__Exercise aim__
Tally the lines of the material below that contain the word "instance". Reply with only the number.

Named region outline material
- - - -
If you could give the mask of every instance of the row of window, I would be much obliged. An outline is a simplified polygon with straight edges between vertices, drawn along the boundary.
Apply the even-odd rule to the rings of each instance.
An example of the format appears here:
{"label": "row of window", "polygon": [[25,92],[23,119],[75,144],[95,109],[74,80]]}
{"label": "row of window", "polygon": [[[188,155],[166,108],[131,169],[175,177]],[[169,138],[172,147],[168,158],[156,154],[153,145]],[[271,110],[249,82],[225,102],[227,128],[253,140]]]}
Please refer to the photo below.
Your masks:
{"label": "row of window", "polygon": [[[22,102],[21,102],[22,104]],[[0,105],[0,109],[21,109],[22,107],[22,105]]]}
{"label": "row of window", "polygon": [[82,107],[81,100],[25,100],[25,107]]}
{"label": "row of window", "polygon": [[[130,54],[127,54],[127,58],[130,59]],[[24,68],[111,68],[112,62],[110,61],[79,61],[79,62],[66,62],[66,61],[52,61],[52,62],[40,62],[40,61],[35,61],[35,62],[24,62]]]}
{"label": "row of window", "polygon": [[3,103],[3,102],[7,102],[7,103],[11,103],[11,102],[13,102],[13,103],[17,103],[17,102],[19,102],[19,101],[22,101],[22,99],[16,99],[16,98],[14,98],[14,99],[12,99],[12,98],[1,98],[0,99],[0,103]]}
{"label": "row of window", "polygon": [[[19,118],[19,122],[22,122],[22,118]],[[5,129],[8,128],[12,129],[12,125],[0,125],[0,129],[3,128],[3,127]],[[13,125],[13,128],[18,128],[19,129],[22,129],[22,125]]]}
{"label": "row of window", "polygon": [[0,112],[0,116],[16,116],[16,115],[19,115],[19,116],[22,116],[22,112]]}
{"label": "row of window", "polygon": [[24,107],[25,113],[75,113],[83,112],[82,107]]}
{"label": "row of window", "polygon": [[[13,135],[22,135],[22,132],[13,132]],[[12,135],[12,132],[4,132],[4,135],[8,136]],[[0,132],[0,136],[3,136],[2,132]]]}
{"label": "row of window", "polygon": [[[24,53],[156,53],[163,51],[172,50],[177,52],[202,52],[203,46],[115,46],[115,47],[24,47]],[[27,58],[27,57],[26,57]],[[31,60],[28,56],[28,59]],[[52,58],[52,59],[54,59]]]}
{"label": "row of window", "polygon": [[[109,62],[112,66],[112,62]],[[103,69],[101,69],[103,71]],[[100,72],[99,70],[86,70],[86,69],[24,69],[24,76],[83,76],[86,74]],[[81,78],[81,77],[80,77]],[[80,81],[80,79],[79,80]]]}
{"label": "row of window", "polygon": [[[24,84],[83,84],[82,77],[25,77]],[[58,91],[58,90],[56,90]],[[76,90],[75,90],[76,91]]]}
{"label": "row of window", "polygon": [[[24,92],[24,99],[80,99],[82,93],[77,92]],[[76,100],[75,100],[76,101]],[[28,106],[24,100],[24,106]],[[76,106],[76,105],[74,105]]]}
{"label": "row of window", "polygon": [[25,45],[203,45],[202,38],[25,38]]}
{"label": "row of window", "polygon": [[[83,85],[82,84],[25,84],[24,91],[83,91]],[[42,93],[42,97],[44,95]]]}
- - - -
__Complete response__
2